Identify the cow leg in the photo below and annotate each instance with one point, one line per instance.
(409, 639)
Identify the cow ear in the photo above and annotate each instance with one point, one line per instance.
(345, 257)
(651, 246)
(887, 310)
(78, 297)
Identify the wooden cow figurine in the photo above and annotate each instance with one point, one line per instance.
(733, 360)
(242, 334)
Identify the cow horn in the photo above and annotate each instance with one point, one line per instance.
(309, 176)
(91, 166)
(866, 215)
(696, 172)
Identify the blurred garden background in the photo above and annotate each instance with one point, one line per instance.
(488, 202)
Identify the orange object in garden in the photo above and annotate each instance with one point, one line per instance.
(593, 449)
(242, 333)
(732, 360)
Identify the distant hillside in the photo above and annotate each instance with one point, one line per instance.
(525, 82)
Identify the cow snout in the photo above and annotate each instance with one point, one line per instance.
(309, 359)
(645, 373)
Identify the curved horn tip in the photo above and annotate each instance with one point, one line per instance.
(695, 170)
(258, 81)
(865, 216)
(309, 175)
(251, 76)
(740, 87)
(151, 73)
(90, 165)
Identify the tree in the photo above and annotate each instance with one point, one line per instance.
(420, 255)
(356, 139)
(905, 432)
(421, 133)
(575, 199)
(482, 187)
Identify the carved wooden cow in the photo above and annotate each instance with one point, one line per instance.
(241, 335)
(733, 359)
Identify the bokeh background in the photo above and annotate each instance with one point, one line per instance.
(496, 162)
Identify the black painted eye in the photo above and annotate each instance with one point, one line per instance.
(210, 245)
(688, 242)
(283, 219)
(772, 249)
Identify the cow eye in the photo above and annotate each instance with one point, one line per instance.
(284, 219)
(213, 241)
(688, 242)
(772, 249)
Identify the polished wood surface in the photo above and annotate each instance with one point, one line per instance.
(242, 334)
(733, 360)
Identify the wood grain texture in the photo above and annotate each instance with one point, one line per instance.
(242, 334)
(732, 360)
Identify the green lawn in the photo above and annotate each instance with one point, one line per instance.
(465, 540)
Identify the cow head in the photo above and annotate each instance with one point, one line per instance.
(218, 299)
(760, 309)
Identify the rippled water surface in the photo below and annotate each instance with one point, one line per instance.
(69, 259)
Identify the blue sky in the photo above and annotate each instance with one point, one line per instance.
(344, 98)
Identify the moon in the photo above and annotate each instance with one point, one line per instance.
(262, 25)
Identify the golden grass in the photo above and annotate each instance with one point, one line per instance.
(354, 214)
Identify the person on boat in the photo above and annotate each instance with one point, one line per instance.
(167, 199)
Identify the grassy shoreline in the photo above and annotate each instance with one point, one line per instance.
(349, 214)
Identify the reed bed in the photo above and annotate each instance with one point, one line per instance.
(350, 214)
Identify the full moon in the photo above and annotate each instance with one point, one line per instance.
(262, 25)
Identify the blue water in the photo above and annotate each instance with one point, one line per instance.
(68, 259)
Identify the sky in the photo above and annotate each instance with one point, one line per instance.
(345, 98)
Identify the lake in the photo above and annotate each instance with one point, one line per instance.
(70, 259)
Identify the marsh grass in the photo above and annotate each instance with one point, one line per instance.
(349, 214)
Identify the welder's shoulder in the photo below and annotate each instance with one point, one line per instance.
==*==
### WHAT THE TASK REQUIRES
Make an exact copy of all the entries above.

### PROBLEM SOLUTION
Identify the cow leg in the photo below and annotate each instance with one point, one line per instance.
(409, 639)
Identify the cow ear in the photo above and annotate each instance with one point, one line per instance.
(345, 257)
(651, 246)
(887, 310)
(78, 297)
Identify the wooden cow figurine in the photo above and annotate each instance with one point, one line per instance.
(733, 360)
(242, 334)
Identify the cow horn in the photo above and annotate each instance with one point, one line per instance.
(309, 176)
(91, 166)
(866, 215)
(696, 172)
Identify the blurred garden background in the photo above and annotate each instance with one point, one line per instance.
(488, 202)
Identify the orange object in garden in the photo above and annotate each instance with one point, one line per instance.
(593, 449)
(242, 333)
(732, 360)
Identify the distant hillside in the photo above and annotate each instance with one point, one line per instance.
(525, 82)
Identify the cow snout in the photo above and annotate each instance with one point, one line per instance.
(309, 359)
(645, 373)
Identify the curved horn tip in the photo above and annotate each instance with one point, one line per instance.
(695, 170)
(258, 81)
(865, 216)
(309, 175)
(251, 76)
(740, 87)
(151, 73)
(90, 165)
Identify the tree in the photo above and annotate each instance with one point, one line per instance.
(420, 255)
(356, 139)
(905, 432)
(421, 133)
(575, 199)
(482, 187)
Identify the carved wooden cow in the photo above and annotate each instance with one point, one line per instance.
(241, 335)
(733, 359)
Identify the bokeh background in the photo above and annotate each instance with one point, one line per instance.
(496, 162)
Identify the black painted eye in the photo above and annotate each instance with one point, one line per instance.
(210, 245)
(688, 242)
(283, 219)
(772, 249)
Identify the cow eye in the photo above and annotate each instance with one point, one line per instance.
(284, 219)
(213, 241)
(688, 242)
(772, 249)
Identify the polished wood surface in the photo above and annotate each instance with one point, one line per instance.
(242, 334)
(733, 360)
Identify the wood grain texture in the photo above and annotate each instance with one point, one line per instance.
(242, 334)
(732, 360)
Identify the green lawn in the photo above and annotate each instance with one point, one line per instance.
(465, 540)
Identify the cow head in the photo above and annotate each instance with one point, one line per instance.
(218, 299)
(760, 309)
Identify the rippled water surface in the photo below and annotate each instance with one point, one line per instance.
(69, 259)
Identify the blue sky in the photo above and annotate each instance with one point, one line per instance.
(344, 98)
Identify the moon in the photo above and annotate each instance with one point, one line per instance.
(262, 25)
Identify the golden grass in the photo above and annotate each instance with one point, one line per instance.
(354, 214)
Identify the person on boat in the photo above and annotate each instance with one point, one line per instance.
(167, 199)
Identify the grassy shoreline in the photo above and annotate each instance with one point, one line per instance.
(349, 214)
Identify the reed bed in the photo above and annotate each instance with one point, one line per instance.
(350, 214)
Identify the full moon in the photo above and annotate each instance with one point, one line per instance.
(262, 25)
Identify the blue water in the photo above and annotate each instance with one point, one line per instance.
(68, 259)
Identify the sky in the photo above and annotate each instance with one point, one line per instance.
(345, 98)
Identify the lake in the photo above and annotate each instance with one point, one line per instance.
(70, 259)
Identify the marsh grass in the photo above and annotate each instance with one point, one line per instance.
(349, 214)
Identify the welder's shoulder in the photo below and annotate each instance with one point, one line per instance.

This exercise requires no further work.